→ **WHAT THE EXERCISE ASKS**
Pictures in the data must not be copied, but everything else should be output exactly.
(DATA PROVIDED)
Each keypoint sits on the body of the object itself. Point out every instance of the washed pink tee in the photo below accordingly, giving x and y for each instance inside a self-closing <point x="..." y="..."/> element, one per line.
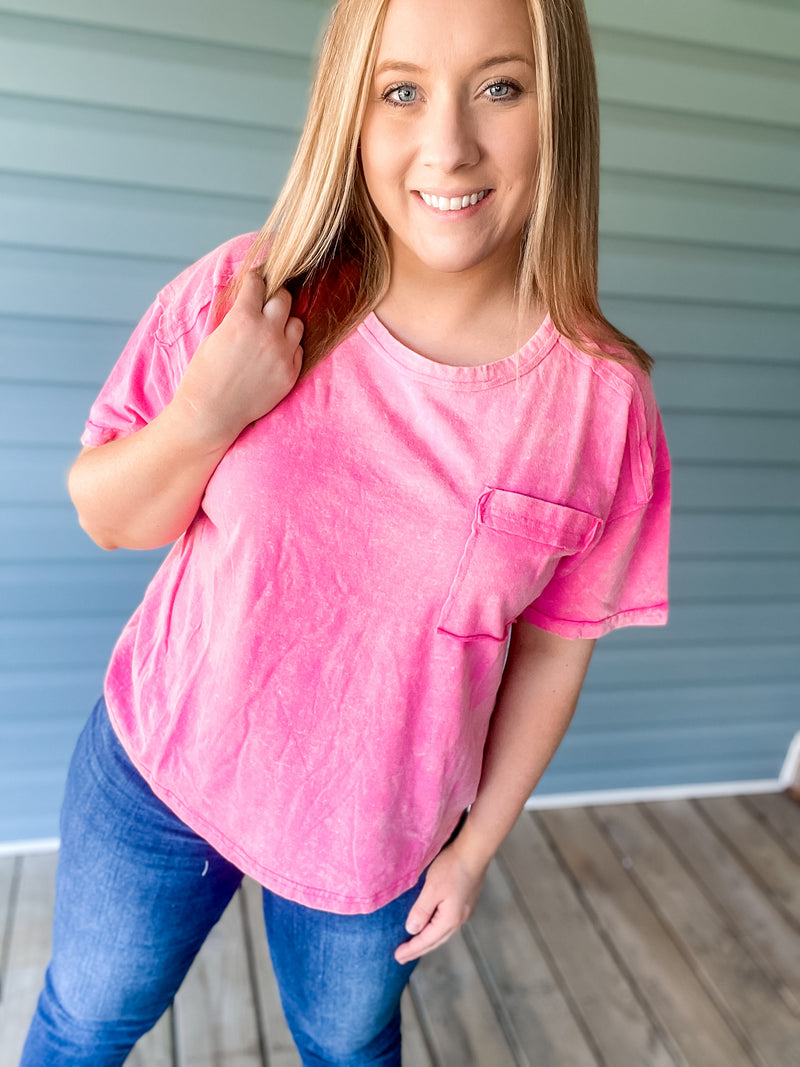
<point x="309" y="678"/>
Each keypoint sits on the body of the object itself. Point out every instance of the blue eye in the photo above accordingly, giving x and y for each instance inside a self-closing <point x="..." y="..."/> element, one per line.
<point x="400" y="96"/>
<point x="502" y="91"/>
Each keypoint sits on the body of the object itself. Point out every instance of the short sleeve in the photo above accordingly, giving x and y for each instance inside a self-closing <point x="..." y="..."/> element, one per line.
<point x="149" y="369"/>
<point x="620" y="578"/>
<point x="139" y="387"/>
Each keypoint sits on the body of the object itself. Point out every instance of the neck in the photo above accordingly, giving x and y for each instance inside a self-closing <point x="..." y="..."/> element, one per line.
<point x="462" y="318"/>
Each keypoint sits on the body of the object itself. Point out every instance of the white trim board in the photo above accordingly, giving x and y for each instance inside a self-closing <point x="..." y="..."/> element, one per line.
<point x="789" y="777"/>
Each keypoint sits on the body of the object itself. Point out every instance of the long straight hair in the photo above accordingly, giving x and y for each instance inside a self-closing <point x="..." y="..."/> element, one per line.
<point x="325" y="239"/>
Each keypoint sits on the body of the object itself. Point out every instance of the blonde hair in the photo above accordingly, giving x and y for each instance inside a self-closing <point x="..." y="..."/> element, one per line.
<point x="325" y="237"/>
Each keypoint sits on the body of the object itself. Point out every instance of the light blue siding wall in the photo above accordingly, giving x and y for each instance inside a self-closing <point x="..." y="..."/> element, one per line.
<point x="134" y="138"/>
<point x="137" y="137"/>
<point x="700" y="261"/>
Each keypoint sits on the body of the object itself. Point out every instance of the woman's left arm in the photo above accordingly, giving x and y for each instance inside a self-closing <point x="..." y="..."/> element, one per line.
<point x="538" y="697"/>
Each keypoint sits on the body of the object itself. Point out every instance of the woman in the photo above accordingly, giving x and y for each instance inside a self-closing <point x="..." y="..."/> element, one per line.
<point x="436" y="452"/>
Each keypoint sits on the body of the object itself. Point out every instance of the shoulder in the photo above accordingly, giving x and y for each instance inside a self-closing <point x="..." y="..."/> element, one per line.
<point x="623" y="399"/>
<point x="190" y="297"/>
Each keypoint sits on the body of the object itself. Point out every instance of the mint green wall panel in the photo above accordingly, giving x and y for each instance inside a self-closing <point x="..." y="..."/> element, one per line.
<point x="137" y="137"/>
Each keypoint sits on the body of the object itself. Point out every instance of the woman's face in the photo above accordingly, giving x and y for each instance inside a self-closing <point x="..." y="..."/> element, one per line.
<point x="450" y="138"/>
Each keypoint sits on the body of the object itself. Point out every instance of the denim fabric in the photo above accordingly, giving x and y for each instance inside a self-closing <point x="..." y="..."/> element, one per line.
<point x="137" y="894"/>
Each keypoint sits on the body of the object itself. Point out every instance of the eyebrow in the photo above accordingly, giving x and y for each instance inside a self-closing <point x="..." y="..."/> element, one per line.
<point x="492" y="61"/>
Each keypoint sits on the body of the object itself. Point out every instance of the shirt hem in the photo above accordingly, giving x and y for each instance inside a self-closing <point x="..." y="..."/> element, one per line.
<point x="309" y="896"/>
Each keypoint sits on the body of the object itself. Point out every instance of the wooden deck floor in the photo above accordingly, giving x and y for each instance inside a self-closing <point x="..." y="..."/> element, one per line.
<point x="649" y="935"/>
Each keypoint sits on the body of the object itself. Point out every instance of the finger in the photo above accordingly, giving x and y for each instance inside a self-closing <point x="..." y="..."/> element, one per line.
<point x="432" y="937"/>
<point x="422" y="910"/>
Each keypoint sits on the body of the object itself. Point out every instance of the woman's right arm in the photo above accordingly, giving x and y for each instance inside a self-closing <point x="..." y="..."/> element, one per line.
<point x="144" y="490"/>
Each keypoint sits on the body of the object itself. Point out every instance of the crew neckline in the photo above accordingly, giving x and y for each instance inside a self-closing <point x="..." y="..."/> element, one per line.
<point x="509" y="368"/>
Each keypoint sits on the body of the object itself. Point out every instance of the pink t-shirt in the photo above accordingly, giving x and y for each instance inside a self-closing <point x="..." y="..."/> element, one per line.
<point x="309" y="678"/>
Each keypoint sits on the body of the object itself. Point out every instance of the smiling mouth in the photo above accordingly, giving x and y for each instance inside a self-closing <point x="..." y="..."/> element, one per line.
<point x="453" y="203"/>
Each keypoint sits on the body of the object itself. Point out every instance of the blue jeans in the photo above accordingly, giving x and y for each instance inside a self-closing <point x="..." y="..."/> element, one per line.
<point x="137" y="894"/>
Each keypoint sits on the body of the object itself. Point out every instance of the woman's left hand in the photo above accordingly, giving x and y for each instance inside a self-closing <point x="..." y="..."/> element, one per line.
<point x="447" y="900"/>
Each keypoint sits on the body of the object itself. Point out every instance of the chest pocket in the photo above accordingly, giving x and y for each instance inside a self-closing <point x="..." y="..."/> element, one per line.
<point x="512" y="552"/>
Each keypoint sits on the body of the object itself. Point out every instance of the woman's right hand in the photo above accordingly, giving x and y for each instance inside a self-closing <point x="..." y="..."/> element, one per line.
<point x="246" y="366"/>
<point x="144" y="490"/>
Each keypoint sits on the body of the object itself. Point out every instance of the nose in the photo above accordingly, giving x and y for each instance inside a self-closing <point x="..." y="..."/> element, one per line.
<point x="450" y="138"/>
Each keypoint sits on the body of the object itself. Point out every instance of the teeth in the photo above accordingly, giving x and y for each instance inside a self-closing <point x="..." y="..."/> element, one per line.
<point x="452" y="203"/>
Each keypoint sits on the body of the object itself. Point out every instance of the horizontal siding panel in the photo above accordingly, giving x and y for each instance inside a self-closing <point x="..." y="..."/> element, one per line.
<point x="282" y="25"/>
<point x="44" y="645"/>
<point x="710" y="623"/>
<point x="121" y="220"/>
<point x="752" y="752"/>
<point x="640" y="206"/>
<point x="45" y="415"/>
<point x="34" y="475"/>
<point x="687" y="710"/>
<point x="757" y="28"/>
<point x="35" y="701"/>
<point x="104" y="289"/>
<point x="738" y="579"/>
<point x="698" y="273"/>
<point x="111" y="584"/>
<point x="63" y="350"/>
<point x="669" y="144"/>
<point x="694" y="79"/>
<point x="730" y="438"/>
<point x="657" y="667"/>
<point x="100" y="144"/>
<point x="714" y="385"/>
<point x="708" y="331"/>
<point x="145" y="73"/>
<point x="723" y="486"/>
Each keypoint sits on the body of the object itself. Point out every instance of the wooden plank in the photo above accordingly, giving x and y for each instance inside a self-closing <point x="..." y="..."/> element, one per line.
<point x="764" y="29"/>
<point x="276" y="1039"/>
<point x="734" y="891"/>
<point x="415" y="1047"/>
<point x="214" y="1008"/>
<point x="287" y="26"/>
<point x="97" y="144"/>
<point x="662" y="975"/>
<point x="659" y="142"/>
<point x="457" y="1014"/>
<point x="157" y="1048"/>
<point x="729" y="972"/>
<point x="537" y="1016"/>
<point x="154" y="74"/>
<point x="29" y="953"/>
<point x="634" y="205"/>
<point x="781" y="814"/>
<point x="778" y="872"/>
<point x="621" y="1030"/>
<point x="660" y="73"/>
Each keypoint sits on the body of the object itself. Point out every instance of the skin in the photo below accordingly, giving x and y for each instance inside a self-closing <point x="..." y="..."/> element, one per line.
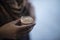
(End DATA PROVIDED)
→ **TASK RESPONSE**
Each keypoint sits on the body of the object itself. Point out every instance of the washed pink tee in the photo below accordingly, giving x and y for each instance inside a self-closing <point x="..." y="..."/> element, one per line.
<point x="309" y="678"/>
Each keypoint sits on the body of the object itself. Point out every instance of the blue eye in the photo above accordingly, giving x and y for each instance inside a self-closing <point x="..." y="..."/> element, one per line.
<point x="400" y="96"/>
<point x="502" y="91"/>
Each keypoint sits on the body of the object itself. Point out every instance of the short sleeve in the photo above accordingly, giving x and y for each instance inside a self-closing <point x="..." y="..."/> element, one per line.
<point x="149" y="369"/>
<point x="620" y="578"/>
<point x="139" y="387"/>
Each keypoint sits on the body of the object itself. Point out every instance of the neck in the photo above accordingly, giving x and y for each instance inside a self-closing <point x="..." y="..."/> element, one per line.
<point x="462" y="318"/>
Each keypoint sits on the body of the object itself. Point out every instance of the white trim board in the photo above accordingly, giving x and y for each instance inside a self-closing <point x="..." y="..."/> element, one per line.
<point x="789" y="777"/>
Each keypoint sits on the body of the object itself. Point out every instance of the long straight hair in the photo above accordingly, giving x and y for each instance inside a self-closing <point x="..." y="..."/> element, one per line.
<point x="325" y="239"/>
Each keypoint sits on the body of the object itself. Point out every instance of the blonde hair in the photo above accordingly, giving x and y for each instance inside a self-closing <point x="..." y="..."/> element, one per line.
<point x="325" y="237"/>
Each keypoint sits on the body of the object itself. Point out every instance of the light blue siding wall in the photo above accordingly, giving x and y for each instance inside a self-closing <point x="..." y="..."/> element, one per line.
<point x="134" y="138"/>
<point x="137" y="137"/>
<point x="700" y="261"/>
Each keypoint sits on the body of the object itself. Point out every instance of the woman's left arm in the photo above accordingly, giving x and y for each instance inside a self-closing <point x="..." y="..."/> element, one per line.
<point x="538" y="697"/>
Each keypoint sits on the body of the object itself. Point out every instance of the woman in the photo above accordingly, giving x and y for each instance inside a self-closing <point x="..." y="..."/> element, one per line.
<point x="436" y="452"/>
Each keypoint sits on the body of the object itself. Point out every instance of the shoulder in the photo above accordingly, giving x and y for each instance inside a self-closing <point x="..." y="..."/> element, one per line.
<point x="623" y="399"/>
<point x="190" y="297"/>
Each keypoint sits on the body of the object itself. Point out every instance of the mint green wall panel in the photo above accordingly, giving x and y for each instance inside a self-closing <point x="..." y="..."/> element, one per line.
<point x="137" y="137"/>
Each keypoint sits on the body of the object itself. Point out every instance of the woman's face in the photo above accordingly, giving x and y for each instance inside a self-closing <point x="..." y="..."/> element, one per line.
<point x="450" y="138"/>
Each keypoint sits on the body of the object itself. Point out every instance of the denim fabric in the photo above accordingly, giving x and y for each instance inside a self-closing <point x="..." y="..."/> element, one per line.
<point x="137" y="894"/>
Each keypoint sits on the body of the object itself. Point out every instance of the eyebrow in the photo above accordingly, giving x and y for each instance inside a self-closing <point x="..." y="..."/> element, one per line.
<point x="492" y="61"/>
Each keypoint sits on the body of the object itself. Point out every instance of the shirt hem in the photo above accordingly, giving x and y for each instance inside a self-closing <point x="..." y="..."/> element, one per line.
<point x="309" y="896"/>
Each keypoint sits on the body of the object itself. Point out every instance of the wooden deck floor in the photo above accordingly, giving x and y for each instance inside a self-closing <point x="..." y="..."/> element, one per line.
<point x="649" y="935"/>
Each keypoint sits on the body of the object itself. Point out every instance of the finger in the photo above accordingly, giving x and y for each instance inside a self-closing <point x="..." y="..."/> element, one per line.
<point x="432" y="937"/>
<point x="422" y="910"/>
Each keypoint sits on the body of the object itself. Point out every instance of the woman's right arm in the photo above accordingly, giving x and y for each instance inside a self-closing <point x="..." y="..."/> element, one per line.
<point x="144" y="490"/>
Each keypoint sits on the body of the object itself. Point out every instance of the crew neckline in the photo above accordingly, giving x and y for each instance inside a self-closing <point x="..." y="..."/> element, one per line.
<point x="509" y="368"/>
Each keypoint sits on the body of the object itself. Point out every instance of the pink t-shirt in the photo above accordingly, giving x and y for each instance inside a self-closing <point x="..." y="..."/> element, one per line.
<point x="309" y="678"/>
Each keypoint sits on the body of the object itself. Point out every instance of the smiling mouth in the photo above accordingly, giving x and y for each instance inside a self-closing <point x="..." y="..."/> element, one per line.
<point x="453" y="203"/>
Each keypoint sits on the body of the object itself. Point out every instance of the blue jeans in the photo above accordingly, giving x and y for each instance inside a self-closing <point x="..." y="..."/> element, one per line.
<point x="137" y="894"/>
Each keypoint sits on the body of the object itself. Point out every instance of the woman's left hand in the photo above accordingly, giving x and y for each instance inside a self-closing <point x="..." y="..."/> element, one per line.
<point x="447" y="900"/>
Each keypoint sits on the body of the object itself. Point out every instance of the chest pocket in the photo above accordingly, giving x and y for each instance inside a self-closing <point x="..." y="..."/> element, one per line.
<point x="512" y="552"/>
Each keypoint sits on the body of the object itself. Point out every instance of the woman's right hand in the photo above accordingly, giving x and y for each instance inside a self-closing <point x="..." y="..."/> element, one per line.
<point x="246" y="366"/>
<point x="144" y="490"/>
Each keypoint sits on the body of the object itself. Point out every instance of the nose in the photo above accordingly, giving x and y for each instance inside a self-closing <point x="..." y="..."/> element, one per line.
<point x="450" y="138"/>
Each keypoint sits on the body of the object itself. Point out every instance of the teeth in the photo above accordingly, giving x and y for each instance inside a self-closing <point x="..." y="..."/> element, one per line.
<point x="452" y="203"/>
Each keypoint sits on the body of the object itself. Point out every instance of the horizontal siding panel in the photo above accordingly, giving x and y for each instance inside a self-closing <point x="..." y="..."/> element, one per line.
<point x="282" y="25"/>
<point x="44" y="645"/>
<point x="710" y="623"/>
<point x="121" y="220"/>
<point x="752" y="752"/>
<point x="640" y="206"/>
<point x="45" y="415"/>
<point x="34" y="475"/>
<point x="687" y="710"/>
<point x="757" y="28"/>
<point x="35" y="701"/>
<point x="104" y="289"/>
<point x="738" y="579"/>
<point x="698" y="273"/>
<point x="111" y="584"/>
<point x="63" y="350"/>
<point x="669" y="144"/>
<point x="694" y="79"/>
<point x="730" y="438"/>
<point x="657" y="667"/>
<point x="100" y="144"/>
<point x="714" y="385"/>
<point x="708" y="331"/>
<point x="145" y="73"/>
<point x="723" y="486"/>
Each keypoint sits on the body of the object itself. Point out every instance of the wooden plank in the photo above accordingly, giving x and y for each instance inside a self-closing <point x="..." y="..."/> element, one per line.
<point x="764" y="29"/>
<point x="276" y="1039"/>
<point x="734" y="891"/>
<point x="415" y="1047"/>
<point x="214" y="1008"/>
<point x="287" y="26"/>
<point x="97" y="144"/>
<point x="662" y="975"/>
<point x="659" y="142"/>
<point x="457" y="1014"/>
<point x="157" y="1048"/>
<point x="729" y="972"/>
<point x="537" y="1016"/>
<point x="154" y="74"/>
<point x="29" y="953"/>
<point x="634" y="205"/>
<point x="781" y="814"/>
<point x="778" y="872"/>
<point x="621" y="1030"/>
<point x="660" y="73"/>
Each keypoint sits on the body of the object itself. Point out every instance of the skin in the photo below accordingly, giving x and y for each instance inside a self-closing <point x="..." y="..."/> element, one per line.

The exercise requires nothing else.